►

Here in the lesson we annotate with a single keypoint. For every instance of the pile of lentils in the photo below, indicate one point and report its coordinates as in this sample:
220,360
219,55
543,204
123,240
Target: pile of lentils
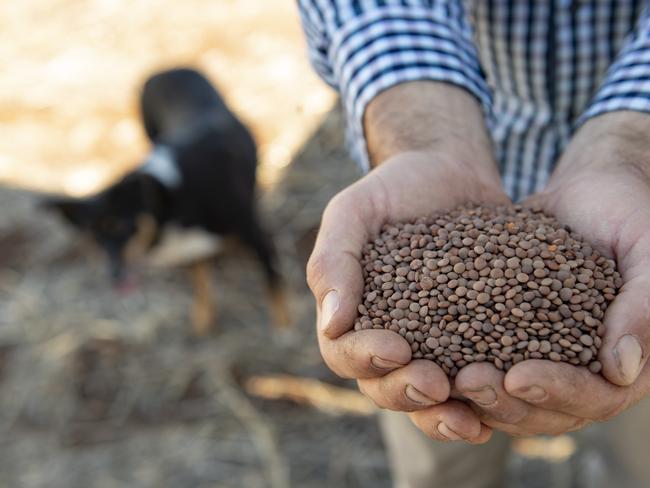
480,283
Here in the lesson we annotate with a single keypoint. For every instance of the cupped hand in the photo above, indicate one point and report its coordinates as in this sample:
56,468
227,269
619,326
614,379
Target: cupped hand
407,186
601,189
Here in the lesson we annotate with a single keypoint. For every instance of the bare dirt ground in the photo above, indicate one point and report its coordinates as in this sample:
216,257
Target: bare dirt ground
105,390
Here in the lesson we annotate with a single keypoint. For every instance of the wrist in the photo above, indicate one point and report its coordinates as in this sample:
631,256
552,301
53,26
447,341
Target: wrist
427,117
610,142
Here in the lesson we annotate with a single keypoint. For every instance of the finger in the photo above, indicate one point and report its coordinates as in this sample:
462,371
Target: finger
566,388
482,384
365,353
333,271
450,421
627,332
418,385
537,422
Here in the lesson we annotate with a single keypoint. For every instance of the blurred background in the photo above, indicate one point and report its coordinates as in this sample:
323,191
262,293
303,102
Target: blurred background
99,389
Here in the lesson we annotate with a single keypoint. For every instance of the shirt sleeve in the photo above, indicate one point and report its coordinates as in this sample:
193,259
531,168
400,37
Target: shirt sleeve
627,82
364,47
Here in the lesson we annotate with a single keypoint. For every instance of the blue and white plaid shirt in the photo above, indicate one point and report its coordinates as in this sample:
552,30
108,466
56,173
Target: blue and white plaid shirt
539,68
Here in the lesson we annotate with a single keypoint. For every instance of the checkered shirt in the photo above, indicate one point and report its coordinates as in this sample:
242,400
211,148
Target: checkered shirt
538,68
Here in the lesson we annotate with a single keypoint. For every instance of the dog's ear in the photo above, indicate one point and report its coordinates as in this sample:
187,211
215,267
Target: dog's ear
77,212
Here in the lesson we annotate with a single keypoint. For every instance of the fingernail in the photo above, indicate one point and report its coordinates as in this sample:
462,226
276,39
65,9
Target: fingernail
485,396
531,394
628,355
447,433
382,363
329,307
417,396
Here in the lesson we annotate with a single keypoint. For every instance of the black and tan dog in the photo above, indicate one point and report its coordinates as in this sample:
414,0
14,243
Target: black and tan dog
199,177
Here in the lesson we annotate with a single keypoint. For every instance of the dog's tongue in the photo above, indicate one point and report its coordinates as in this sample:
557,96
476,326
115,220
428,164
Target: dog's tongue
127,285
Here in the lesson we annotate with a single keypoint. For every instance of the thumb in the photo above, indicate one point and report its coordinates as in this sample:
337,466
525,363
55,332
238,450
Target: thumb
627,332
333,272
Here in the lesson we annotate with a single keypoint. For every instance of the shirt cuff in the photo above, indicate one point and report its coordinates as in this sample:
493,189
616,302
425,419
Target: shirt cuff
627,83
392,45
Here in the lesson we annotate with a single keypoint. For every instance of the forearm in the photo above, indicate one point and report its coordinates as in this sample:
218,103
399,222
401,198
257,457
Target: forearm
430,117
610,142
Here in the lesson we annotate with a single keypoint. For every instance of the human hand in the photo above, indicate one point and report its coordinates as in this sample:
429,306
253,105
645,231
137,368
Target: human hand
601,188
407,186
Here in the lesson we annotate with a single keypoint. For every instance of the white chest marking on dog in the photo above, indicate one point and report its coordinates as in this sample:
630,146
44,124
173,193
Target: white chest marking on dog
161,165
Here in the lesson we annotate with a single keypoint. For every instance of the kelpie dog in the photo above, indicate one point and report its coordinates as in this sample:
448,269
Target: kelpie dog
200,175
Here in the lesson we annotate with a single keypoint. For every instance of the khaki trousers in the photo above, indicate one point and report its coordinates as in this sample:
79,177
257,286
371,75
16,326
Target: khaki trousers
419,462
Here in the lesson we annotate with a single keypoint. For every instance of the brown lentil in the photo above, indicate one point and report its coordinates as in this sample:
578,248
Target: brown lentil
497,284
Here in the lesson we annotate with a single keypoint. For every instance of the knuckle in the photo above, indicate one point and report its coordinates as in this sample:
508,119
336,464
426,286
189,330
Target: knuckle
615,408
316,267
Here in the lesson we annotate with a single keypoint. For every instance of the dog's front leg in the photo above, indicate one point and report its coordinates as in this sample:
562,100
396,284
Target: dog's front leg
204,304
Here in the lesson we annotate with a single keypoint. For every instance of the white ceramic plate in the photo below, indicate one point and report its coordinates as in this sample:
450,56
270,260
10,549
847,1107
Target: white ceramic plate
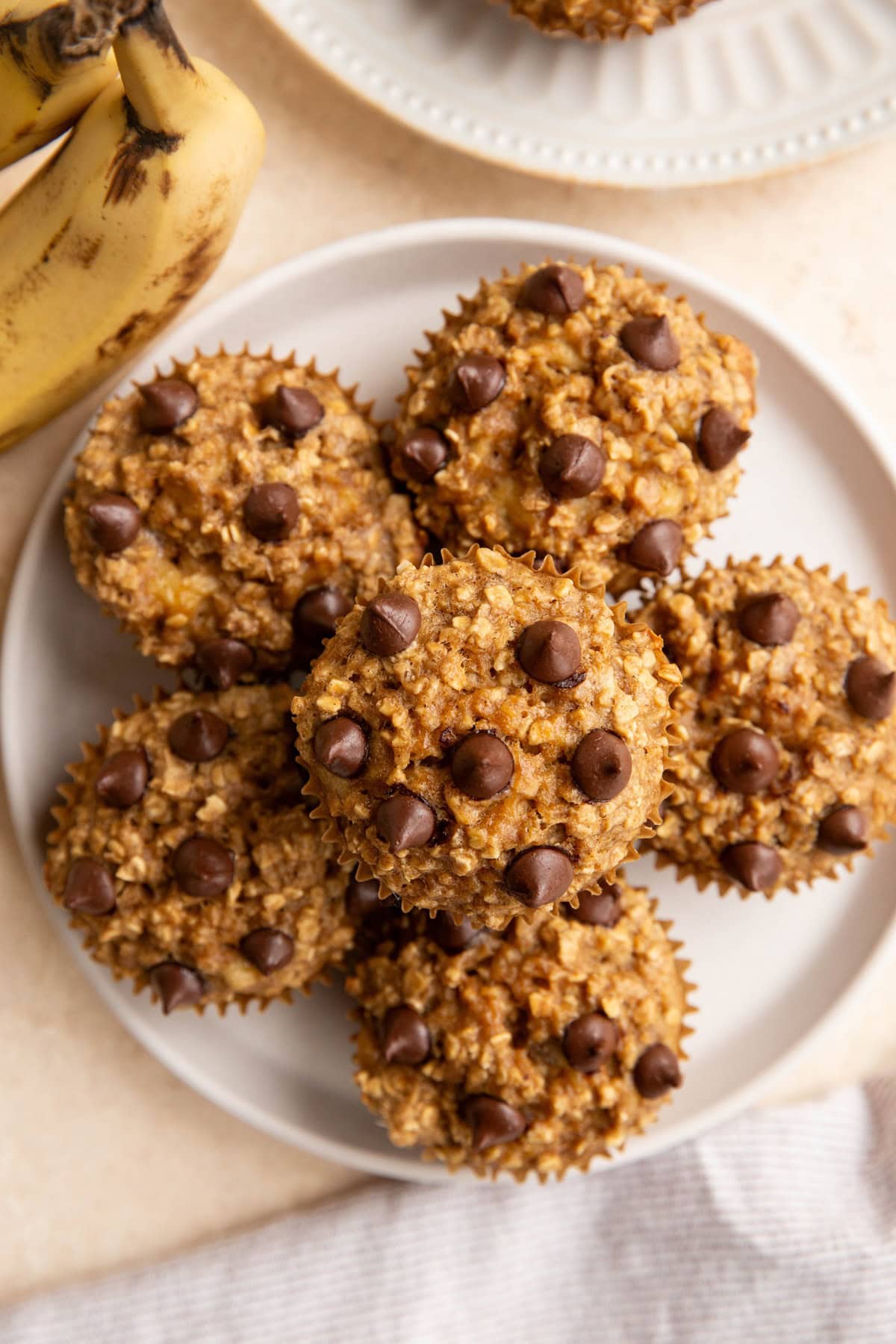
815,483
742,89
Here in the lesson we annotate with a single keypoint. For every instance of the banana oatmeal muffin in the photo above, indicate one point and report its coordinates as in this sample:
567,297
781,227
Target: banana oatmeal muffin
528,1051
230,514
788,764
487,735
187,859
581,413
598,19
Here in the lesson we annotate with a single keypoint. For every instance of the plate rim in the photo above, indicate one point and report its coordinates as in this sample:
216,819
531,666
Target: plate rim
828,139
527,233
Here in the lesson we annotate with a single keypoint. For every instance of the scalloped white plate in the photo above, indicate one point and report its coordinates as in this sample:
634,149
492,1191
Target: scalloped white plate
742,89
815,482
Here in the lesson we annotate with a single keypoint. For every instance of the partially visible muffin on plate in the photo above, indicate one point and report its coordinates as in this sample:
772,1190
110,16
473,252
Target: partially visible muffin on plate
786,768
578,411
227,515
597,20
527,1053
186,856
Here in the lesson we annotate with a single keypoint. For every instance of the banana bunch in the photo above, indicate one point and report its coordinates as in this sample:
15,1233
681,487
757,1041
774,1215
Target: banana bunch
129,218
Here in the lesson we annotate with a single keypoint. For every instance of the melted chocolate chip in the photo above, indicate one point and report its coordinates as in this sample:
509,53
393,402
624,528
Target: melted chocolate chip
405,821
340,746
390,624
198,735
316,616
270,511
571,467
602,765
744,761
657,547
176,986
267,949
90,889
223,662
753,865
553,290
422,453
550,652
449,936
844,831
293,410
406,1038
492,1121
122,779
477,381
481,766
203,867
113,522
871,688
657,1071
590,1041
652,342
167,403
601,907
768,620
539,877
721,438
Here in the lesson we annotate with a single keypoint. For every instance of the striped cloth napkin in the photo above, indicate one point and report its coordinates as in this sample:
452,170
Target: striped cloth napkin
778,1228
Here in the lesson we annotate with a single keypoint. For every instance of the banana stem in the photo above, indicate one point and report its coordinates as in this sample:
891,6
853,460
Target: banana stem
152,65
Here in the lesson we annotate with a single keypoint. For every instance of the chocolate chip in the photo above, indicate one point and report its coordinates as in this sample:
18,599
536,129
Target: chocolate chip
267,949
203,867
293,410
113,522
871,687
405,821
198,735
755,866
363,898
768,620
657,1071
492,1121
340,745
390,624
554,290
602,765
90,889
601,907
223,662
270,511
590,1041
571,467
176,986
166,405
744,761
721,438
481,765
656,547
317,613
122,779
477,381
406,1039
539,877
422,453
449,936
652,342
550,651
844,831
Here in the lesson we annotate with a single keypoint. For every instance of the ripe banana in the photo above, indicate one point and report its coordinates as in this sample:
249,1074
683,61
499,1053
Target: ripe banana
54,60
128,220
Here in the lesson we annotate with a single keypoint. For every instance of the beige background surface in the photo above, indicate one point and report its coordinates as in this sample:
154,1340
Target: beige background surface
104,1157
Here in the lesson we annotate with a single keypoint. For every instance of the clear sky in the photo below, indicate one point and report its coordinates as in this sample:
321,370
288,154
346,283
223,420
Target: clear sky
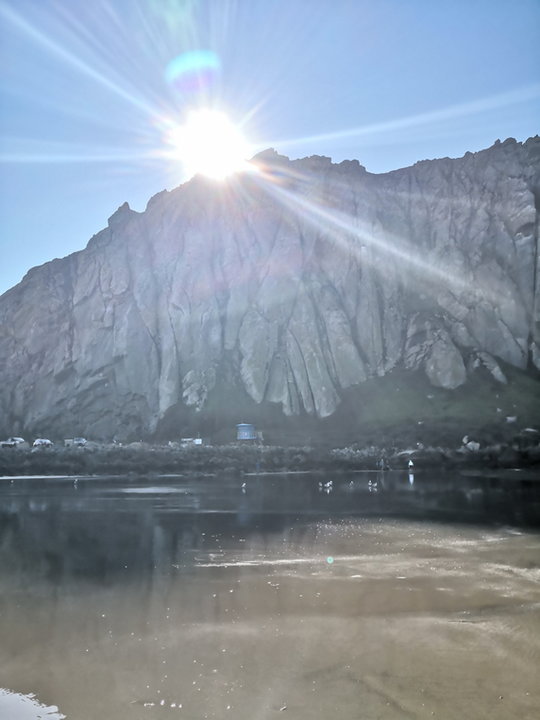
85,95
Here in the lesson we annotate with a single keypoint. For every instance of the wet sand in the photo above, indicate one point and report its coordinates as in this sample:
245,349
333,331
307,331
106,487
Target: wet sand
357,618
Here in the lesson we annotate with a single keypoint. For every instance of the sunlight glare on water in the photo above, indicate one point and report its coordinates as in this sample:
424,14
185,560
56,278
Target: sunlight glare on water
213,602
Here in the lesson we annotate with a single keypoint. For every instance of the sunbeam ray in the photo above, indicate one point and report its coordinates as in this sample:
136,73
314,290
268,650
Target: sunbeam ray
514,97
32,32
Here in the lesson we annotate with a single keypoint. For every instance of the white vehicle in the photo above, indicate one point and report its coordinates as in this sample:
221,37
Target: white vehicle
42,442
11,442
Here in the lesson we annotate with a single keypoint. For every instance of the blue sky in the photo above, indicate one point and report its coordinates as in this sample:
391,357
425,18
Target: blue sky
83,94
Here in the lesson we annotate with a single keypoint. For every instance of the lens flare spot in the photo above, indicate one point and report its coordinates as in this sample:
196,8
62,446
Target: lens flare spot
193,71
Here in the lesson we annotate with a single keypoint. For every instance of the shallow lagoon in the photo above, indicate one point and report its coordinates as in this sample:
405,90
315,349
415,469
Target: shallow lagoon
375,596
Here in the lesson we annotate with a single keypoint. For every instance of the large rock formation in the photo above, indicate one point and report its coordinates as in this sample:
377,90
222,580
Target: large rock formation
289,285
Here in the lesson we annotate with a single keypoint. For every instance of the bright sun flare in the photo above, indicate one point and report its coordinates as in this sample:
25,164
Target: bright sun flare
209,144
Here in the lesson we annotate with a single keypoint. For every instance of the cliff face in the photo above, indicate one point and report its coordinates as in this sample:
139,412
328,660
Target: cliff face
291,284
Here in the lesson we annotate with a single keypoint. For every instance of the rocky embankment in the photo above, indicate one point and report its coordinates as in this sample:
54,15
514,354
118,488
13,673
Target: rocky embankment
151,460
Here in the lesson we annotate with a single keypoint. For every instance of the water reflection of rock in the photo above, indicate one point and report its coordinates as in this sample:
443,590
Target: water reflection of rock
116,597
109,530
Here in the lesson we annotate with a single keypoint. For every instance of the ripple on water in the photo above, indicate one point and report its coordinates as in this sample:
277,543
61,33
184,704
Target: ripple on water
26,707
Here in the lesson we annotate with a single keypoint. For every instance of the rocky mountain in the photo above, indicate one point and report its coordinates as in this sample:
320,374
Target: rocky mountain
279,294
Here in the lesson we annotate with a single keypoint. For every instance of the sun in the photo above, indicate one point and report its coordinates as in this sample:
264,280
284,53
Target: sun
208,143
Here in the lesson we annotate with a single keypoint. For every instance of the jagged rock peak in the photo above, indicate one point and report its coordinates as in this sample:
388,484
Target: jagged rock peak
285,290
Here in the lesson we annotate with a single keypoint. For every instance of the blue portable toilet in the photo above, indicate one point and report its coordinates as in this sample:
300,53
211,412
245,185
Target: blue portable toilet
245,431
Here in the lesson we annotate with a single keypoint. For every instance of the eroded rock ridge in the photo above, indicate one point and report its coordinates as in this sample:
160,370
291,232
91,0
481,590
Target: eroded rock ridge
292,284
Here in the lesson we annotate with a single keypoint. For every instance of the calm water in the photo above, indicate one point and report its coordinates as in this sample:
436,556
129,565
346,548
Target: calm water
375,597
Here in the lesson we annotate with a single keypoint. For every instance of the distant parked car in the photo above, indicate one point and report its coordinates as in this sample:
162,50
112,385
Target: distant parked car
42,442
11,442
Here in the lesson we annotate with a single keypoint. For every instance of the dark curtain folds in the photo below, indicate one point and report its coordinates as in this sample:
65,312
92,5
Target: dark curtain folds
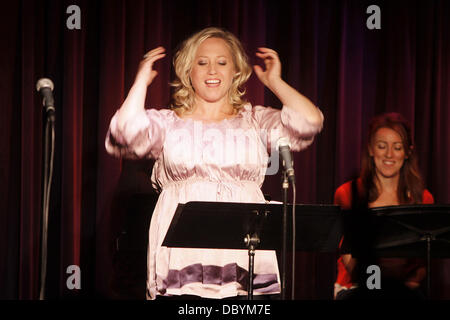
99,203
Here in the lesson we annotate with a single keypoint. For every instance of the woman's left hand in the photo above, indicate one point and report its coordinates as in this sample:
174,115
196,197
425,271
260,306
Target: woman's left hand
272,74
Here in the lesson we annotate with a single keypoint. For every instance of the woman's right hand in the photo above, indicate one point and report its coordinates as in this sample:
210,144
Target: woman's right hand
145,73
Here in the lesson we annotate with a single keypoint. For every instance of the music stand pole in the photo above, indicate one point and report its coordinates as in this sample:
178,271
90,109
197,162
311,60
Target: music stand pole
285,187
251,242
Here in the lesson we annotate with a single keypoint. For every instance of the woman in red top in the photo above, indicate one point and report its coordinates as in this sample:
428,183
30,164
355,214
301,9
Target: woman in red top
389,176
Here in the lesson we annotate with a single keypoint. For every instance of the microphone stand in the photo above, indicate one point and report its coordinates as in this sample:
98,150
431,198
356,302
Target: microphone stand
49,149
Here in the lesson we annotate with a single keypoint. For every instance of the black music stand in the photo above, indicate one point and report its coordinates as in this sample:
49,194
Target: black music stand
410,231
251,226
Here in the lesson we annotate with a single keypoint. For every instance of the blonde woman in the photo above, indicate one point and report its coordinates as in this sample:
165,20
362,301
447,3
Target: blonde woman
211,145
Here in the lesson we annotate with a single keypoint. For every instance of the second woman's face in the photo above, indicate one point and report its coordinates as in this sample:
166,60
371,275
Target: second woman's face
213,70
388,152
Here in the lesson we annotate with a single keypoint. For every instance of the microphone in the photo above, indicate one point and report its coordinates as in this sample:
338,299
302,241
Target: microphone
45,87
284,148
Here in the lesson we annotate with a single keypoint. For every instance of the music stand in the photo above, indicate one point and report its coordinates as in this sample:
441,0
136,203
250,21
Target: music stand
251,226
410,231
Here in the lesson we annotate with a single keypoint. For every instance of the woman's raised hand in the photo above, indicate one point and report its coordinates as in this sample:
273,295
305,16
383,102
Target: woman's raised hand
272,73
145,73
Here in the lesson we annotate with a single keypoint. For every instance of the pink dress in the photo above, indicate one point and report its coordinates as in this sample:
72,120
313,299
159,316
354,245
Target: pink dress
198,161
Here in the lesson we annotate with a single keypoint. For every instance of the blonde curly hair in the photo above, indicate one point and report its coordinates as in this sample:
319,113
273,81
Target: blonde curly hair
183,96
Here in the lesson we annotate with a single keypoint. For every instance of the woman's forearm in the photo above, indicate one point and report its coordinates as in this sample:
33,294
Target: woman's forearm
291,98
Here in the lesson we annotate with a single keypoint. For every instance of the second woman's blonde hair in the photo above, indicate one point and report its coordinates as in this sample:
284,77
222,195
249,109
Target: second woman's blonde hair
183,96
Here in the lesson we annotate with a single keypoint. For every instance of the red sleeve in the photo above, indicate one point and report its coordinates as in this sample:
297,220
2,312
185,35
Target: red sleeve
343,196
427,197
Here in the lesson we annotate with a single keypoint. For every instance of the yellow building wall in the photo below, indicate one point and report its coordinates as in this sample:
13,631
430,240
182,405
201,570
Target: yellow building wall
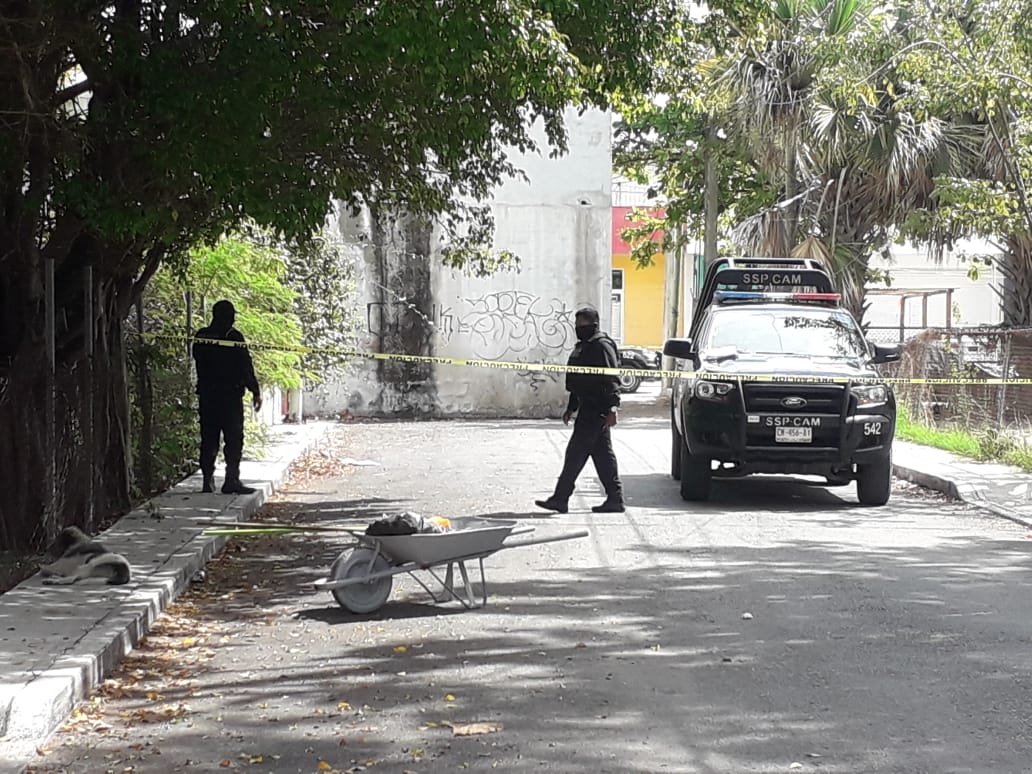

◄

● Aim: List each line of the rows above that contains the word "music". Case matters.

● Problem solution:
Here in the lesson we annotate with a single keypoint. For every instance of the music stand pole in the photo above, indicate one point and report its coordinates as in this sample:
Target: music stand pole
Here in the lesson we annotate with a single keypoint. For every instance of the black music stand in the photo above, indicate one point and report its coordinates as in this sample:
Target: black music stand
Here in the lesson we annotate with a single keypoint. For every instance of the music stand in the photo above, indicate one point and report its coordinates as in this sample:
Target: music stand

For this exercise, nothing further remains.